# [Secção do documento]
+++

Irene do Céu Vieira Lisboa nasceu a 25 de dezembro de 1892 em Casal da Murzinheira, no concelho de Arruda dos Vinhos. Era filha de um advogado e proprietário rural, já na casa dos 60 anos, e de uma camponesa muito jovem, a quem a criança foi tirada ainda muito pequena. Irene, passa então a viver com o pai na quinta da madrinha, senhora já idosa, junto de quem o advogado, que começara por ser procurador, foi ganhando uma confiança permissiva.
Entre os 6 e os 10 anos, Irene, está interna num austero colégio de freiras, de que guarda uma «lembrança penosa», como escreverá mais tarde.
Passa depois para um outro colégio, «mais alegre, moderno, cosmopolita», onde apesar de não ter roupas bonitas como as outras raparigas e de não gostar dos seus cabelos espetados, é relativamente feliz.
Paira, no entanto, sobre as recordações que deste tempo regista, a imagem de um pai que lhe faz medo, que não sabe nunca o que lhe dizer, e a sensação de ser uma «menina de velhos», que não sabe bem qual é o seu lugar.
Um pouco mais tarde, o pai casa com uma rapariga muito mais nova do que ele, que se se faz acompanhar pela mãe, mulher ambiciosa e sem escrúpulos. Por ação destas mulheres, que veem Irene, como um empecilho, a ligação da jovem Irene ao pai, já complicada, agudiza-se por intrigas que a adolescente não poderá controlar. Irene acabará por ir viver com a madrinha na casa de Lisboa.
Durante algum tempo frequenta o liceu, até que, privada do amparo da madrinha, fica entregue a si mesma.
Irene Lisboa acabará por fazer o Magistério Primário e distingue-se nos estudos de Pedagogia. Permanecerá como bolseira na Bélgica e na Suíça, escreverá vários ensaios neste domínio, divulgará novas metodologias, a de Montessori, por exemplo, e debruçar‑se‑á sobre temáticas específicas, como a do desenho infantil ou as técnicas do ensino do cálculo.
Irene Lisboa exerce a sua profissão de professora primária, até ser afastada por motivos políticos, passando então ao funcionalismo.
Começa a publicar regularmente em 1926 quer sob a forma de colaboração dispersa em publicações importantes da época como a Presença, O Diabo, o Sol Nascente ou a Seara Nova, quer em volume.

+++

# [O que fazer]
(a) Indique se cada afirmação abaixo está de acordo com o texto sobre Irene Lisboa e cite as palavras do texto que o comprovam: (i) Irene Lisboa nasceu no concelho de Arruda dos Vinhos; (ii) entre os 6 e os 10 anos esteve num colégio alegre e moderno; (iii) começou a publicar regularmente em 1926.
(b) No texto sobre Irene Lisboa, reescreva o trecho que começa em «Irene Lisboa acabará» e segue até «ensino do cálculo.», trocando «Bélgica» por «Holanda».
(c) Segundo o texto sobre Irene Lisboa, por que razão ela deixou de exercer a profissão de professora primária?

+++

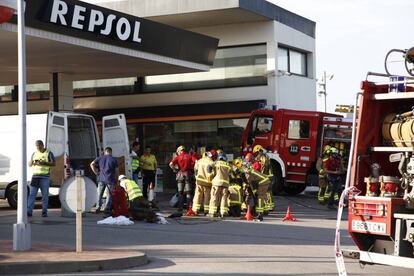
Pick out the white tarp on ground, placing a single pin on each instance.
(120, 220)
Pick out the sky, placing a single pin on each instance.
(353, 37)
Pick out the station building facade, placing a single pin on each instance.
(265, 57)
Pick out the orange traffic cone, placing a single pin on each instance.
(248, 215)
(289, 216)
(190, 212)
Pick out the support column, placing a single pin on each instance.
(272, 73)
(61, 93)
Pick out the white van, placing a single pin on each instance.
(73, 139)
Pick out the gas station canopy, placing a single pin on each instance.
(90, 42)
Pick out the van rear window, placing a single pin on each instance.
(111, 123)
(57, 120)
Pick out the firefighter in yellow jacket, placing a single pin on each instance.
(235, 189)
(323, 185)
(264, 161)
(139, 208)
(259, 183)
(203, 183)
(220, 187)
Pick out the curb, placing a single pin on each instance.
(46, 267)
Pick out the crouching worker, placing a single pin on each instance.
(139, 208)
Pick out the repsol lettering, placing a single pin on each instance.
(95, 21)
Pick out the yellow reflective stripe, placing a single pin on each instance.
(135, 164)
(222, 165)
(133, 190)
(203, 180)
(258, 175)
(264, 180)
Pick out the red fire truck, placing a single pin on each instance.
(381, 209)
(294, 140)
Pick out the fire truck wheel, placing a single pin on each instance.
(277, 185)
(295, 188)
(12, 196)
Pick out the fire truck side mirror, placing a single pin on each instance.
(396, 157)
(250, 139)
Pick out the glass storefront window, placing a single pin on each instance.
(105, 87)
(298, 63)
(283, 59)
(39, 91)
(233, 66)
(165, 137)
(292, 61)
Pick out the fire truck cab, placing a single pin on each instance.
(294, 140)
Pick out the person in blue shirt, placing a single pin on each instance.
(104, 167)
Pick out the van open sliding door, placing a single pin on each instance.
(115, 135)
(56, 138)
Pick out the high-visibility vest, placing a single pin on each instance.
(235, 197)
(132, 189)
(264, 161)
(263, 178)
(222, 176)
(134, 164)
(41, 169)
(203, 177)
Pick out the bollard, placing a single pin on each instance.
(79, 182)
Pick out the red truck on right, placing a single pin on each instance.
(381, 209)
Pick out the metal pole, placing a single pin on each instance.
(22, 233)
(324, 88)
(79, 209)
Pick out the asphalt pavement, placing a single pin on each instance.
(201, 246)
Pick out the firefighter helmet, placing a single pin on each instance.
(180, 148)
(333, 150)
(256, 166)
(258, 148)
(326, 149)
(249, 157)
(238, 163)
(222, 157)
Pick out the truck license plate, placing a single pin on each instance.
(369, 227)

+++

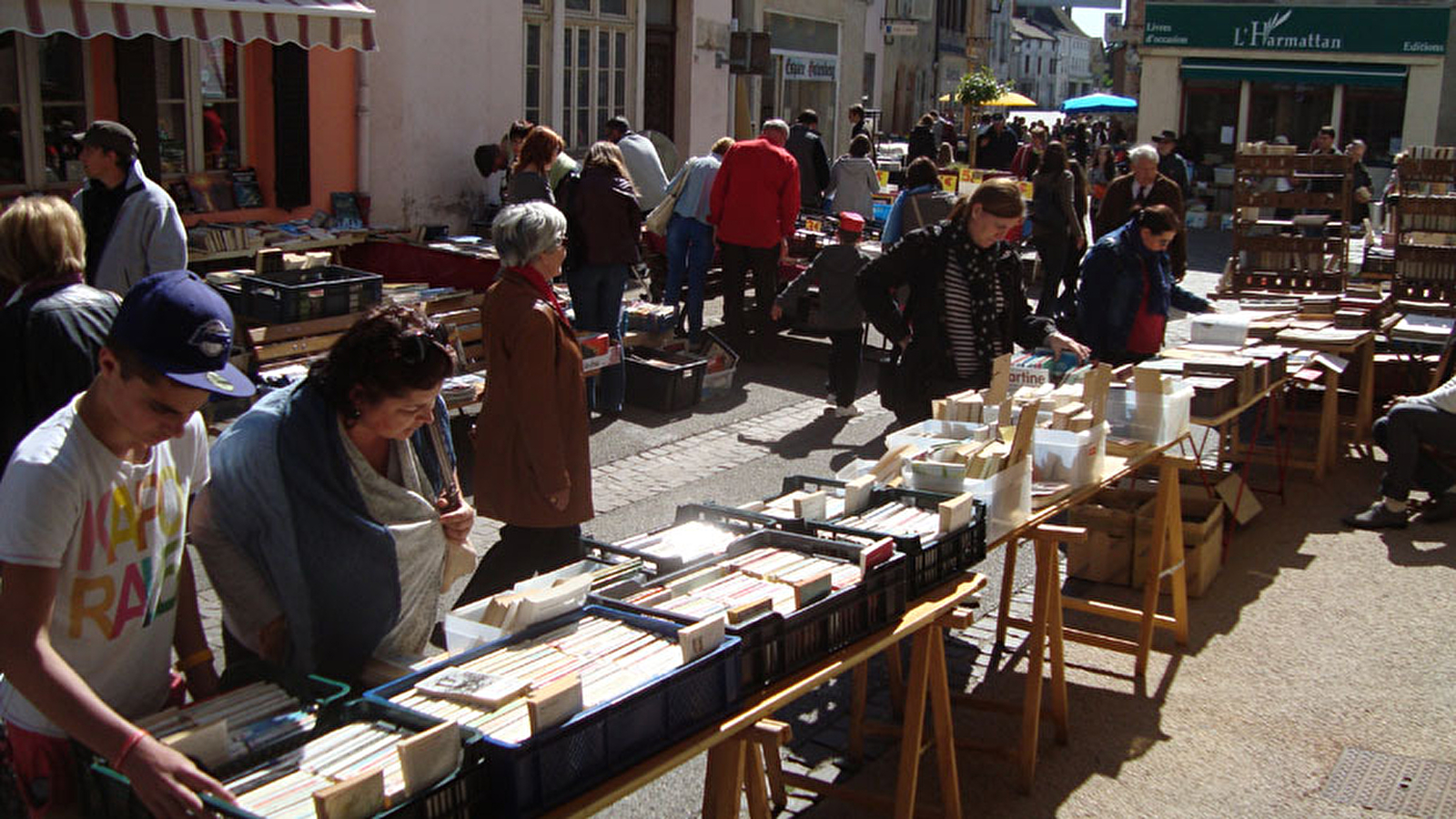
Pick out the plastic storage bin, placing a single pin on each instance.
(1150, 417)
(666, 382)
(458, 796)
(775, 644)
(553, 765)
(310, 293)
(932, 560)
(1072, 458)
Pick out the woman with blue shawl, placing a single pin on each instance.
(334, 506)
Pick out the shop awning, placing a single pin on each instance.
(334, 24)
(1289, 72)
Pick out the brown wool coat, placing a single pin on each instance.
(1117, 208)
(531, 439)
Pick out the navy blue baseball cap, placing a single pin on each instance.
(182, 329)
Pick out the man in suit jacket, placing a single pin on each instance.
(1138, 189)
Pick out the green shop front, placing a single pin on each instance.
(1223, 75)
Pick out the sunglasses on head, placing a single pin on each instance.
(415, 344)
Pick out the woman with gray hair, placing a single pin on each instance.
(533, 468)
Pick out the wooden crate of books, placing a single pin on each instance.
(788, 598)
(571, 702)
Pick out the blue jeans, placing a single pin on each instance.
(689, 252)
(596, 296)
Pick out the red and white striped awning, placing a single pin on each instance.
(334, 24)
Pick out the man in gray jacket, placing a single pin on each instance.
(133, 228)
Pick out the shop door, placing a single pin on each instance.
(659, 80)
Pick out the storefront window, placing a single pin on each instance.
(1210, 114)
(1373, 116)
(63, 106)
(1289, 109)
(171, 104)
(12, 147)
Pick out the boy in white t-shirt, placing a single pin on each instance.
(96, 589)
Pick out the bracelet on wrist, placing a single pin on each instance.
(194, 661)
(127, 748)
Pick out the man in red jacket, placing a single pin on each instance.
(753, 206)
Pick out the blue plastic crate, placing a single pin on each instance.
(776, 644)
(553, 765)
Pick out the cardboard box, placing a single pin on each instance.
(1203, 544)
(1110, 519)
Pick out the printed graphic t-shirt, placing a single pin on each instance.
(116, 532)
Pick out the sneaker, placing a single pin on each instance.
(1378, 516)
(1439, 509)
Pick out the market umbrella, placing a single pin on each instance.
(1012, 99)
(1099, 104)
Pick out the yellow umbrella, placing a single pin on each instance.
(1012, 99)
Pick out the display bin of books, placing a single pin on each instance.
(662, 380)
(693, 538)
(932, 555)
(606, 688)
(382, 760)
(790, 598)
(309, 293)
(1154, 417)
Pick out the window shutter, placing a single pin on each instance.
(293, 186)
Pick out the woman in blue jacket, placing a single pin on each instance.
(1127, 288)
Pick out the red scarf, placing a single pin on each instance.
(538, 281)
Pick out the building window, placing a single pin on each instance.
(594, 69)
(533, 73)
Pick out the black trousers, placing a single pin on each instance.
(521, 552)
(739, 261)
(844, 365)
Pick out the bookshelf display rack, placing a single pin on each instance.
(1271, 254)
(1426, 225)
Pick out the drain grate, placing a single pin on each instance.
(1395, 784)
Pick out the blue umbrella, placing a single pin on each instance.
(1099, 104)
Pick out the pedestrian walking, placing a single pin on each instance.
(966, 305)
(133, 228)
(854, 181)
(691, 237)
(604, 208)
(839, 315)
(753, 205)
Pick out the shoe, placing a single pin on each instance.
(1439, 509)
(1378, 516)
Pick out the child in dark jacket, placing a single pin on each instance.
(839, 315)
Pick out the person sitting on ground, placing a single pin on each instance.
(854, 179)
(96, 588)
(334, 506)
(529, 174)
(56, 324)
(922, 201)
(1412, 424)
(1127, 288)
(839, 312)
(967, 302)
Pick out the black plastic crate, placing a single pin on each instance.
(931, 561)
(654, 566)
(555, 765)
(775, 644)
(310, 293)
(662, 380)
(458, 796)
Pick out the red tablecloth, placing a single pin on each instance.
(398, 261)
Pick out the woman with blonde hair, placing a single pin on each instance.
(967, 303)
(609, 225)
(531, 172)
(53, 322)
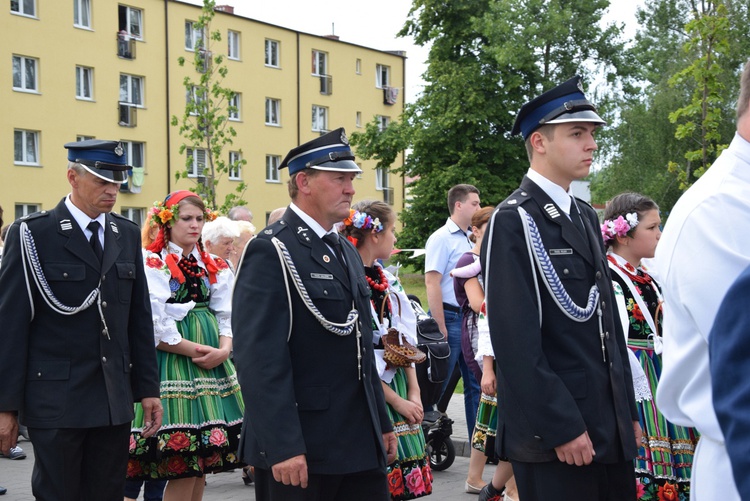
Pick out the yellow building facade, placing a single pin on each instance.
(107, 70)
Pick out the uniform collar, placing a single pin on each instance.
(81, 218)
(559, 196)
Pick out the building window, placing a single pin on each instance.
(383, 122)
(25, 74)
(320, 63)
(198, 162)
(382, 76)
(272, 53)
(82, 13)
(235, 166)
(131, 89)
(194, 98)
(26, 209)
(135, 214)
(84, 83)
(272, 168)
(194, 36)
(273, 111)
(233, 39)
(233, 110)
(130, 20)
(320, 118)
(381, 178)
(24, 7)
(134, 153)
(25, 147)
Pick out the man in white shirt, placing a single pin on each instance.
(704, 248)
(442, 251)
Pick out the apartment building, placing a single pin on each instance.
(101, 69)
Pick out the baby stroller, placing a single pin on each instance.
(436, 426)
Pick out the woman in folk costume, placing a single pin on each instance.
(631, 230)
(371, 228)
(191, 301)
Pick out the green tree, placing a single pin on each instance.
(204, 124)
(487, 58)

+++

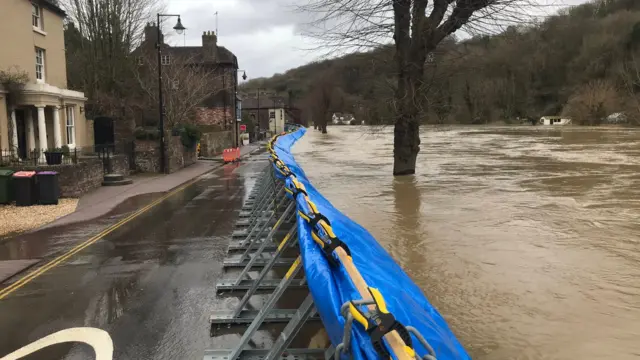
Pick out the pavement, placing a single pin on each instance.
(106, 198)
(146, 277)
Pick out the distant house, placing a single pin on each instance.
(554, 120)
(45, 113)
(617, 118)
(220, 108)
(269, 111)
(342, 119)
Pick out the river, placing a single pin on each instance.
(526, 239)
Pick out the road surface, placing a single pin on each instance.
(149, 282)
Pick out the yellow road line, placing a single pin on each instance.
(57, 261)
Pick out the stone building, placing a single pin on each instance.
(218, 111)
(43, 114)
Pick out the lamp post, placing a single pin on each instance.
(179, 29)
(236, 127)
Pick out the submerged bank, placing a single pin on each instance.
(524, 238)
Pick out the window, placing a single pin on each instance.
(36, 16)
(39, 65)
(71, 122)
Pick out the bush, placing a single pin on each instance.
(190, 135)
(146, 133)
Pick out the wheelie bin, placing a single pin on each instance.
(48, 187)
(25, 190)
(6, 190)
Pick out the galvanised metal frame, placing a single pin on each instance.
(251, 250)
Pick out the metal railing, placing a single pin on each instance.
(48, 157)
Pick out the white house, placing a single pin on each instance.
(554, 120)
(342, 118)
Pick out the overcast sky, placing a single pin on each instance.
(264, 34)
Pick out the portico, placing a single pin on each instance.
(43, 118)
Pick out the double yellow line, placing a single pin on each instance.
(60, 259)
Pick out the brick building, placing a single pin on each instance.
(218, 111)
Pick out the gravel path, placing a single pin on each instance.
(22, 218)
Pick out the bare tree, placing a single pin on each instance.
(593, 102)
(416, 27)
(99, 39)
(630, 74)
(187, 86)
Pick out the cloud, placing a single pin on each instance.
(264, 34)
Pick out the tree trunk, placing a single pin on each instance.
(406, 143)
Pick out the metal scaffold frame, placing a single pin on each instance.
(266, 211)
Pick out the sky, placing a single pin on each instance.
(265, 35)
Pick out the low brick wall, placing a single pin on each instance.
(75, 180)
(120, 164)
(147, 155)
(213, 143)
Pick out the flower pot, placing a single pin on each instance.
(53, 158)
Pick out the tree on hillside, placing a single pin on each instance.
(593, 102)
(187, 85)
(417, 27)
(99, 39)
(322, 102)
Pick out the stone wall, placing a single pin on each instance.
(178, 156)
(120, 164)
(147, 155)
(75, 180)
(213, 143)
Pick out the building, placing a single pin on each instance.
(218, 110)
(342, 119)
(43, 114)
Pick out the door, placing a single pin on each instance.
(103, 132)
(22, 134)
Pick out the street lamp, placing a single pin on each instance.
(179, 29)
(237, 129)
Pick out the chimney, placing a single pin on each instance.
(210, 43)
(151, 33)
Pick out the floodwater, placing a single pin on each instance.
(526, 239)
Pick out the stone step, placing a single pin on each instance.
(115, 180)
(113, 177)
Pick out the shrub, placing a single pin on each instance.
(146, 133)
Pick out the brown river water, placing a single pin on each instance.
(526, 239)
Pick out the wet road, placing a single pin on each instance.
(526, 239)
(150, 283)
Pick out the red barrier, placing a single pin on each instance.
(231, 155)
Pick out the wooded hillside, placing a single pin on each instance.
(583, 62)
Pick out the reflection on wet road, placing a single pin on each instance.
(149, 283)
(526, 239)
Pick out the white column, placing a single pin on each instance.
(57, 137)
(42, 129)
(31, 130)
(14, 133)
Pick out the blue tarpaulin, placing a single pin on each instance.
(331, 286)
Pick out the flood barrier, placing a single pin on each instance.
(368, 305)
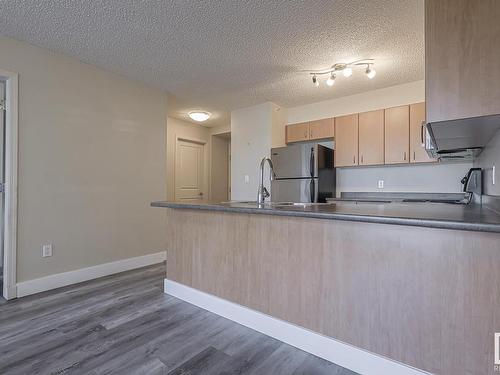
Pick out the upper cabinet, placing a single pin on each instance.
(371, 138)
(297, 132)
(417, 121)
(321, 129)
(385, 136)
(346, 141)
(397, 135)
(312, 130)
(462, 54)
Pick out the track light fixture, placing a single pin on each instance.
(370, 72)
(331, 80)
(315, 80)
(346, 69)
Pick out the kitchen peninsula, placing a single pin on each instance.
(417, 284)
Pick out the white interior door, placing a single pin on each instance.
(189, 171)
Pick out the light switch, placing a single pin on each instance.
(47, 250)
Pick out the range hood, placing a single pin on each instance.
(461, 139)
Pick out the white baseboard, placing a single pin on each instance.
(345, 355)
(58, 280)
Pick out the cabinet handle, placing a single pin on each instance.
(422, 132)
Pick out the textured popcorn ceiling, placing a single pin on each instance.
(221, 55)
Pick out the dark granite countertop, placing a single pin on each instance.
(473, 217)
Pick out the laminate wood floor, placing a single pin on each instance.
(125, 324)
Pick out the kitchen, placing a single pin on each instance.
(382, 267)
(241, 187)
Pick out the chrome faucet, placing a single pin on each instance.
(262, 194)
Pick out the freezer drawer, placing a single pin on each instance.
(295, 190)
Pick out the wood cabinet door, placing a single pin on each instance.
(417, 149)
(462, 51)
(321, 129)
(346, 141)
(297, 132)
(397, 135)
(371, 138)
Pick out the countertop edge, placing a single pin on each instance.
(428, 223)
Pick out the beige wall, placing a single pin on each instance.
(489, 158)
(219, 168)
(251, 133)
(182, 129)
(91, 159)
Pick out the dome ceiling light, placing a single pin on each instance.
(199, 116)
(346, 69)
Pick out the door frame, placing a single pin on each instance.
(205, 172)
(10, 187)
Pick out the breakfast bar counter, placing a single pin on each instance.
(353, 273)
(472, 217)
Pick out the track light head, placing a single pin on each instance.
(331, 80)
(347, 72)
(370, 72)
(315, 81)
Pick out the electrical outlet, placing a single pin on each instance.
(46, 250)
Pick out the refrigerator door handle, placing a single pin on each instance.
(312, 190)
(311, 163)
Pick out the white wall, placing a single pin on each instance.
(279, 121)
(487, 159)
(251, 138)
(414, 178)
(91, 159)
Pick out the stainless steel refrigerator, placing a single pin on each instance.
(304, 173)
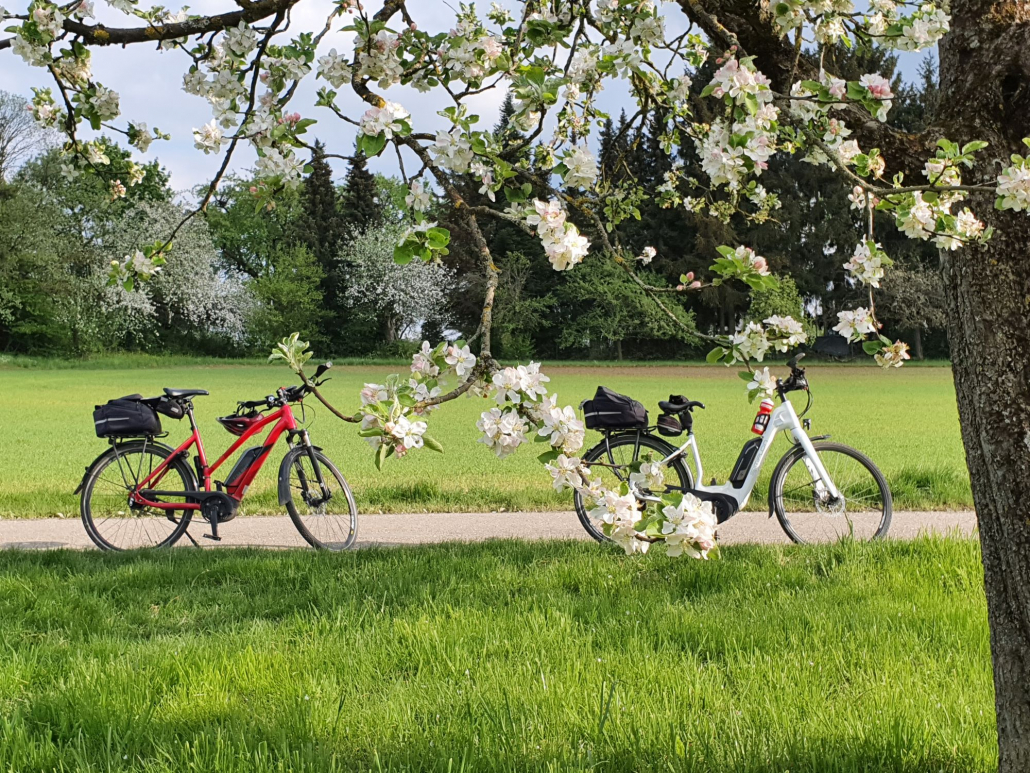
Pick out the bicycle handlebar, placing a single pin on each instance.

+++

# [Resolução dos problemas]
(a)
(i) Sim: «nasceu a 25 de dezembro de 1892 em Casal da Murzinheira, no concelho de Arruda dos Vinhos».
(ii) Não: «Entre os 6 e os 10 anos, Irene, está interna num austero colégio de freiras».
(iii) Sim: «Começa a publicar regularmente em 1926».

(b)
Irene Lisboa acabará por fazer o Magistério Primário e distingue-se nos estudos de Pedagogia. Permanecerá como bolseira na Holanda e na Suíça, escreverá vários ensaios neste domínio, divulgará novas metodologias, a de Montessori, por exemplo, e debruçar‑se‑á sobre temáticas específicas, como a do desenho infantil ou as técnicas do ensino do cálculo.

(c) Foi afastada por motivos políticos.